▶ **Goal of the exercise**
Copy out every line of the data where the word "wall" is found.

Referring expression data
<<<<
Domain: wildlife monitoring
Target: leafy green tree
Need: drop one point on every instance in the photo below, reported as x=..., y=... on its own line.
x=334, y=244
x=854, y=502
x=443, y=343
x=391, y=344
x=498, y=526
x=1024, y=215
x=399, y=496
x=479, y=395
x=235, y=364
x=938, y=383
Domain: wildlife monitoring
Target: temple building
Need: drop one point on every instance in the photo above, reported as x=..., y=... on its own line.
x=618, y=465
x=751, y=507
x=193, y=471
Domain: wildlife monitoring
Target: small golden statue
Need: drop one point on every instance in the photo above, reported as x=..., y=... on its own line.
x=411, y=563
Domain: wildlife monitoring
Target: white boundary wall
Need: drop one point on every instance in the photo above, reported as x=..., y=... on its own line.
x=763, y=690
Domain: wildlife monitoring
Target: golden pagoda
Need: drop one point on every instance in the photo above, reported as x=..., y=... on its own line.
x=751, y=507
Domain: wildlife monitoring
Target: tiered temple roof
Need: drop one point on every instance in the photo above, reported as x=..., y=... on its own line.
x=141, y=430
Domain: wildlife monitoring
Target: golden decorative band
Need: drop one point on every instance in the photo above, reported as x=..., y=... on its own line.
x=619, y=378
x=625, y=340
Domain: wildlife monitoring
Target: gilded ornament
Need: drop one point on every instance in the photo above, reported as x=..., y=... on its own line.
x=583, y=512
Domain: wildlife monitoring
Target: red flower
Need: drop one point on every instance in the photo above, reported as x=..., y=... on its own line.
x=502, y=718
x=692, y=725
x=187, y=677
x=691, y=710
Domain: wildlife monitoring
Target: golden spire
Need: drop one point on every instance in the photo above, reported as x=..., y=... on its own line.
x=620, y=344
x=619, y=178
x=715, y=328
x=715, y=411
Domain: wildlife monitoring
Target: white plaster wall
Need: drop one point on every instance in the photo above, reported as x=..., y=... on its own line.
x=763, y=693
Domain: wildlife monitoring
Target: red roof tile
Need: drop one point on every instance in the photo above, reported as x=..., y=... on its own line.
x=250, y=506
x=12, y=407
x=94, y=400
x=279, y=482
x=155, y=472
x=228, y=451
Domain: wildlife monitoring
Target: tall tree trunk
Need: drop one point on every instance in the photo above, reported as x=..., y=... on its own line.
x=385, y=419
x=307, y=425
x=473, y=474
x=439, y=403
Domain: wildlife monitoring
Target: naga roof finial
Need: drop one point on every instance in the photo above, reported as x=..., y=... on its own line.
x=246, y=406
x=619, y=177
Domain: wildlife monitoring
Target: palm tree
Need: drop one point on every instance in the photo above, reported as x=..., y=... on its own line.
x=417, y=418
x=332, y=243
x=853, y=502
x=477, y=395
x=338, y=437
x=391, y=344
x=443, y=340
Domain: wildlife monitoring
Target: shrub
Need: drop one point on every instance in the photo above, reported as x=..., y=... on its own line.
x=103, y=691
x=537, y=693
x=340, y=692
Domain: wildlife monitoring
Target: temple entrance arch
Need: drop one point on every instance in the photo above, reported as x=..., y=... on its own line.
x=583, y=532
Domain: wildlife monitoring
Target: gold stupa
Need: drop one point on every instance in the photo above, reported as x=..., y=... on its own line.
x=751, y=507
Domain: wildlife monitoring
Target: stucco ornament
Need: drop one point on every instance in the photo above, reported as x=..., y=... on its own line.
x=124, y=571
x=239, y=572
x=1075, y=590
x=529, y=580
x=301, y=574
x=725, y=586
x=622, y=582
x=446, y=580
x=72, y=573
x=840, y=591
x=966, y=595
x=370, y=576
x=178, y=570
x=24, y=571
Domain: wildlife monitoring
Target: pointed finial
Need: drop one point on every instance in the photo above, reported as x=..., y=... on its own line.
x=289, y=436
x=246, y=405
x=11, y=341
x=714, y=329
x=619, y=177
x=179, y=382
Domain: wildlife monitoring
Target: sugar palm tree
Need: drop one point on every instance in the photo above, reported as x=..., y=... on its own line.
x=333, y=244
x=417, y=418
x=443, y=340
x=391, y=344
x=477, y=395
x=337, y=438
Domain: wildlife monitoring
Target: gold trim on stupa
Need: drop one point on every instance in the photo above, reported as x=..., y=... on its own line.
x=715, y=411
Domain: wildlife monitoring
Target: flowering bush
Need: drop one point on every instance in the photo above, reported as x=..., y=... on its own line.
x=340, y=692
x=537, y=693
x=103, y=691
>>>>
▶ **The completed task**
Target: white boundary wall
Target: white plaster wall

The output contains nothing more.